Go through the listing and set it down exactly, leaving out its pictures.

[Data entries]

......

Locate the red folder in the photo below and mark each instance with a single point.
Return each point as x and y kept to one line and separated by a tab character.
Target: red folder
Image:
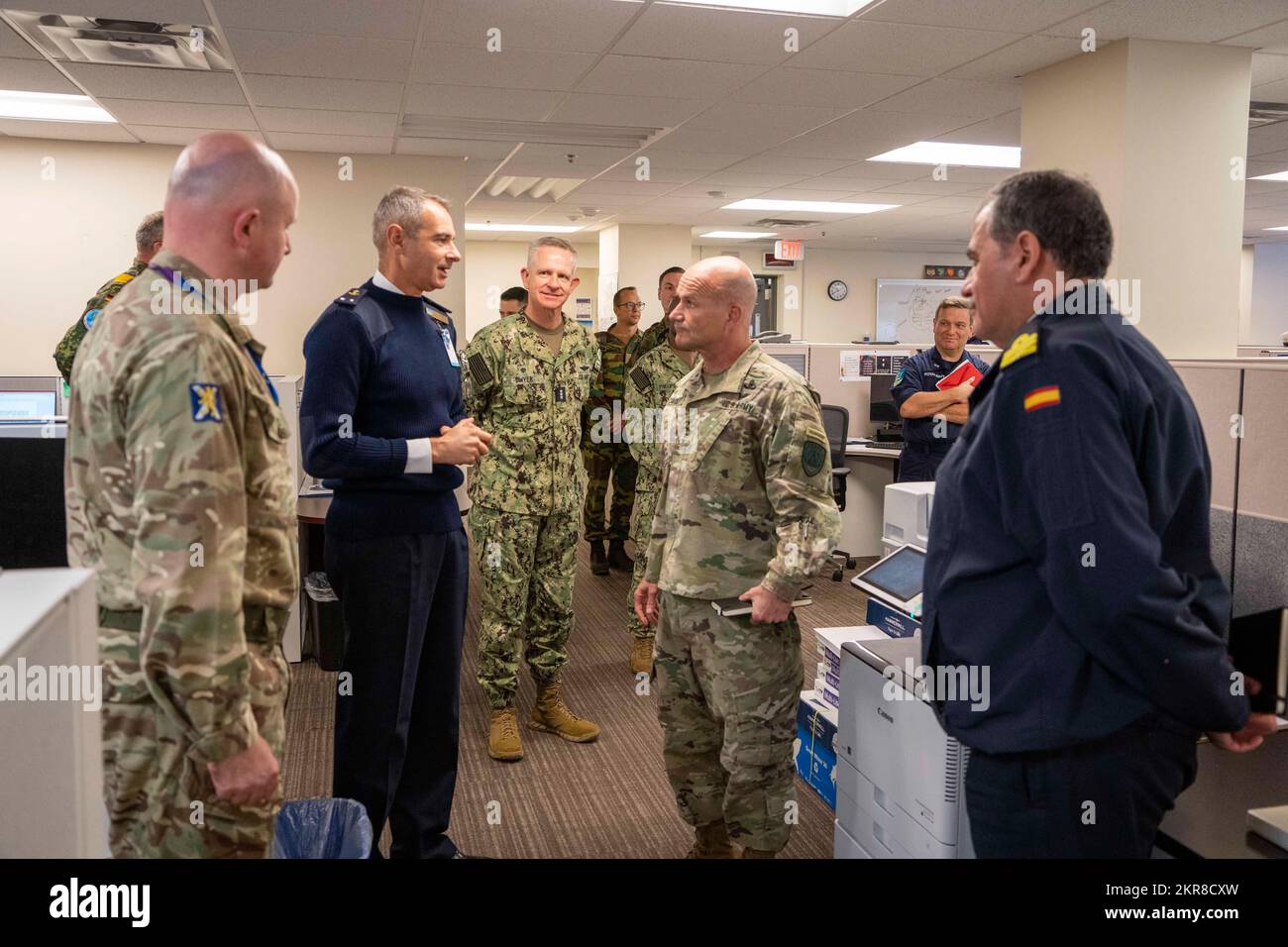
966	371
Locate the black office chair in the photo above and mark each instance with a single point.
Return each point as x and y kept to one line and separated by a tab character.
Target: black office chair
836	423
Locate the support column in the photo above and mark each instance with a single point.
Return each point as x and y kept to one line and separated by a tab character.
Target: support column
1162	131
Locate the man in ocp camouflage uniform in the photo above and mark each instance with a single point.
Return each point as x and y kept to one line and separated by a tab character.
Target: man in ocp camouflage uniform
147	244
601	447
179	495
648	386
745	512
528	376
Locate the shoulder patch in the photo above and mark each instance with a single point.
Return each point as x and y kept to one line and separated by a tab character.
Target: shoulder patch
480	372
812	457
1024	346
206	402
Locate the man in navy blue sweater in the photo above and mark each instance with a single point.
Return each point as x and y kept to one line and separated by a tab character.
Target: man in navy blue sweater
382	423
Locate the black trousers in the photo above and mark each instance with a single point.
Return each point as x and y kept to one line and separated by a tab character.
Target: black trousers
395	735
1104	799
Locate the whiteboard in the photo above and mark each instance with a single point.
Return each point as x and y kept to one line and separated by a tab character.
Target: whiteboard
907	307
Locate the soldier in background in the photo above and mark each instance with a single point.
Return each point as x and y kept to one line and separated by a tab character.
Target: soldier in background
656	334
648	386
746	513
601	447
179	495
147	244
528	377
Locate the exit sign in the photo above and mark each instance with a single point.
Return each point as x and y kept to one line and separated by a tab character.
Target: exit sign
790	249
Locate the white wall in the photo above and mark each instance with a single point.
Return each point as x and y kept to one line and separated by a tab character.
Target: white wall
1269	309
69	235
493	266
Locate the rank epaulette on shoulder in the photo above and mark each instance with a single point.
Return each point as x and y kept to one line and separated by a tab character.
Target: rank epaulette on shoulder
640	377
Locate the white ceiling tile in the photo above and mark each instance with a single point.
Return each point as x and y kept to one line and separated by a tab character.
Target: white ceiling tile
71	131
514	68
625	110
1003	129
394	20
321	121
585	26
477	151
165	134
1183	21
155	11
14	47
789	86
961	97
178	85
468	102
339	145
719	35
900	48
348	94
1026	17
331	56
681	78
180	114
1025	55
34	75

......

• Exercise response
Locate the red folder in the photo below and mark each instance with a single point.
Return each point as x and y kept to one line and separated by a tab character.
Target: red folder
Image:
966	371
Locate the black office chair in the photo above and mark each instance with a single point.
Return each point as x and y kept to one line and separated by a tab character.
Target: black office chair
836	423
Locate the support column in the photo above and mark each instance with a single point.
Return each point as x and y kept to one line and separated by a tab character.
Target: support column
1162	131
Locate the man in ocp camouflage uniform in the photo above and mark each instance with a single point.
Return each point as x and y kept to one line and separated by a tab character.
Target: man in ocp camouflage uniform
147	244
601	447
179	495
648	386
745	512
528	376
Locate the shoulder patch in the photo above and mark each instance with a single point.
Return each point as x and y kept to one line and separated by a tab character.
Target: shoulder patch
480	372
812	457
1024	346
206	402
Locate the man in navy blue sweater in the photo above and mark each instance with a single point.
Return each point as x and y kept to one line and separated by a tab character.
Target: man in navy blue sweater
382	423
Locate the black trousers in the photo above and mark each instance with a single point.
Return each point as x and y kept to one line and separated by a tab character.
Target: black trousers
395	735
1104	799
Locate the whiteboard in the photo above and mark each instance with a single point.
Return each point as x and y kept to one line and separated by a tab character.
Target: whiteboard
907	307
Locate the soldier in background in the photo above and mark each instance with a single point.
Return each point as x and y kept to one line and separated by a tab character.
Target: soldier in background
656	334
648	386
746	513
601	447
179	495
147	244
528	377
Locate the exit sign in the photo above and mark each instance with a single point.
Return each point as x and y kept to one line and separated by a tab character.
Target: exit sign
790	249
Locate the white wall in the photo above and mark each instance with a single point.
Return each point as x and y kept to one line and separated by a tab character.
Target: white wall
1269	309
69	235
493	266
Locate the rank epaulette on shoulder in the photo above and mark each instance with a single point.
Return each point as x and y kept to one line and separated by a tab character.
Target: rank epaulette on shoulder
640	377
Locate the white ceiling tile in the photo above and mark each instance with a single point.
Return each point as x and y kept to one line and separated by a tab character.
Target: white ceiling tile
71	131
514	68
625	110
1003	129
394	20
321	121
585	26
477	151
165	134
1183	21
155	11
14	47
789	86
961	97
178	85
468	102
339	145
719	35
900	48
348	94
1026	17
331	56
681	78
180	114
1025	55
34	75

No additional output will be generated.